◆ What to produce: For the data that follows, report how many lines include the string "below", and write the number alone.

◆ Supplied material:
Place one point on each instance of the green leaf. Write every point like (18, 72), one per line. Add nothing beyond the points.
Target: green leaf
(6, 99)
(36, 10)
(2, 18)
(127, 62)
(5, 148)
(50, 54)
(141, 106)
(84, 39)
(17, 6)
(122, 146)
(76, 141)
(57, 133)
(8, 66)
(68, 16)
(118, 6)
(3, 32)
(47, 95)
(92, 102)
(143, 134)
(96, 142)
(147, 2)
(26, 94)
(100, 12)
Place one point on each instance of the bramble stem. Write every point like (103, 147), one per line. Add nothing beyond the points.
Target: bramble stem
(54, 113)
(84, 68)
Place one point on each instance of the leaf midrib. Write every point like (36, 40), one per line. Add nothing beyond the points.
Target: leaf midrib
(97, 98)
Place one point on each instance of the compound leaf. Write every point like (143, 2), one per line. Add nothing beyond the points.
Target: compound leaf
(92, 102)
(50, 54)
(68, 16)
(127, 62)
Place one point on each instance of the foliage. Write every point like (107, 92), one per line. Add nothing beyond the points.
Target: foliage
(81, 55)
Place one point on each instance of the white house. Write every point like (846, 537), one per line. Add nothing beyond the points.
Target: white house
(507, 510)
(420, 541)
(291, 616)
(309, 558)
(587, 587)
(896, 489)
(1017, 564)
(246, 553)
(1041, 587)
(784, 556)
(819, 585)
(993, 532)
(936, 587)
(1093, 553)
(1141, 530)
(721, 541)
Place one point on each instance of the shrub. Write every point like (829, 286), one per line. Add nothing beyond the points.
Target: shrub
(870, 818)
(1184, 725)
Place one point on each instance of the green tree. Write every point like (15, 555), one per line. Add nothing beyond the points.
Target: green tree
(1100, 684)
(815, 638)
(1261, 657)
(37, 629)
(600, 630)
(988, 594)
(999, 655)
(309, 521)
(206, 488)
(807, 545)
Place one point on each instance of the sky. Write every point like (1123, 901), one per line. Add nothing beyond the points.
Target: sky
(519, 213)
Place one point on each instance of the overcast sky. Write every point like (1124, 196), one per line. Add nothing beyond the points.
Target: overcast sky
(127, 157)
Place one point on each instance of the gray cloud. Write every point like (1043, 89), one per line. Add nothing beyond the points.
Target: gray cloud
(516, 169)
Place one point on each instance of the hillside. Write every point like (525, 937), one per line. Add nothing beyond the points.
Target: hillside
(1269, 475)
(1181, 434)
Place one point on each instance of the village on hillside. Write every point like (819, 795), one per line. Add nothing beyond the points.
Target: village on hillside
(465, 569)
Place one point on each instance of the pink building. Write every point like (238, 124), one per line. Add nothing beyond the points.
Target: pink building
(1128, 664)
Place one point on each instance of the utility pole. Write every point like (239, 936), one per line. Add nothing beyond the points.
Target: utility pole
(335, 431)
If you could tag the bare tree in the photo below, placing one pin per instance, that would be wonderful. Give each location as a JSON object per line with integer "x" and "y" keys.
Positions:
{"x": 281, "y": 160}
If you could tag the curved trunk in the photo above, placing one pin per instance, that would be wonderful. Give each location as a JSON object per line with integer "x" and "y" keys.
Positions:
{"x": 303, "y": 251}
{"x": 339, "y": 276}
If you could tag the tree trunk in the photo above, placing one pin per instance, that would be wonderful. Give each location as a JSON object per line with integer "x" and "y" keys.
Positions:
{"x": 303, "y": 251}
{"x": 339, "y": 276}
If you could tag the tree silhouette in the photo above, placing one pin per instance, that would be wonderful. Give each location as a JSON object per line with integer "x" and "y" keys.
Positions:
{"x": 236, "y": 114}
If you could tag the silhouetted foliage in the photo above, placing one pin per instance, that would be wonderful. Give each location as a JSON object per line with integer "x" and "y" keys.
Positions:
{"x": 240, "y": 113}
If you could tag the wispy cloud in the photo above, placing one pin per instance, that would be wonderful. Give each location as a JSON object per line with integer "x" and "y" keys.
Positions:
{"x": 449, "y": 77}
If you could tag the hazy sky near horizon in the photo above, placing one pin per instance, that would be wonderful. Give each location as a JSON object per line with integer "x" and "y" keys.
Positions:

--

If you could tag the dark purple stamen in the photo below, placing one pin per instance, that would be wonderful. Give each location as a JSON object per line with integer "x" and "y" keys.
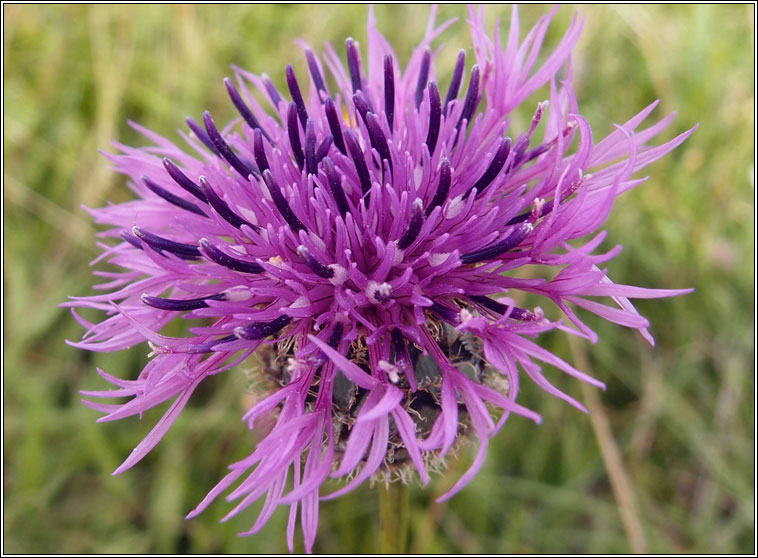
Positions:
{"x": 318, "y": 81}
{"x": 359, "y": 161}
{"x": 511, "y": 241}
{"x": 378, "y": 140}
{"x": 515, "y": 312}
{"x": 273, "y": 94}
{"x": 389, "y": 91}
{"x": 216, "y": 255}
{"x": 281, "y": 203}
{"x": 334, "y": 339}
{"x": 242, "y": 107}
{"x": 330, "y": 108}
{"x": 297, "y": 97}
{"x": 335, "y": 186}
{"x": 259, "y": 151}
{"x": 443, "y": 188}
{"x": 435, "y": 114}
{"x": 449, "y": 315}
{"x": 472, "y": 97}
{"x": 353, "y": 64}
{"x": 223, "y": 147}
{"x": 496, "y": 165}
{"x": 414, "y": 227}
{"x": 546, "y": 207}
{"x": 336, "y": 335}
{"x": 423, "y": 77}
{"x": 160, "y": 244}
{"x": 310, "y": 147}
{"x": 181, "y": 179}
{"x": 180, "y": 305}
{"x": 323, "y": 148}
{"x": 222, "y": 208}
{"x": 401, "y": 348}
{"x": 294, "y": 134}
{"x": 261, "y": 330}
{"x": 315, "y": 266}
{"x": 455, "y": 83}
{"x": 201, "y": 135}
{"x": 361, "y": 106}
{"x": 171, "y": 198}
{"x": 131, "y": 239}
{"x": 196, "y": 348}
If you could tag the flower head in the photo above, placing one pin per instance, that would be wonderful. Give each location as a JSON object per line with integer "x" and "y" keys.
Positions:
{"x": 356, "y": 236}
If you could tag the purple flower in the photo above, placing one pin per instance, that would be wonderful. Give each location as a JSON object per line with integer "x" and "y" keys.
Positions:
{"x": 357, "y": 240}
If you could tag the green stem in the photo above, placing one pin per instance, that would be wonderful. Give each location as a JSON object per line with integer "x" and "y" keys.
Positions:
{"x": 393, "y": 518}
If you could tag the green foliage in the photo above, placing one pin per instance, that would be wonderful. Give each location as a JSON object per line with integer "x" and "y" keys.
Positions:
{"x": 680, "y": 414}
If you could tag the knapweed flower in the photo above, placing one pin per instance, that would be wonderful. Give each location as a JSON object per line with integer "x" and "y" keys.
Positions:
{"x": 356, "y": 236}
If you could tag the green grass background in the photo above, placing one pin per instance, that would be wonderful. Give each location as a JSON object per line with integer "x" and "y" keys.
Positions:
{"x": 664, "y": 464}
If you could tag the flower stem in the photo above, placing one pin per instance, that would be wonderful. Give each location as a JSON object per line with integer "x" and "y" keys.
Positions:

◆ Result: 2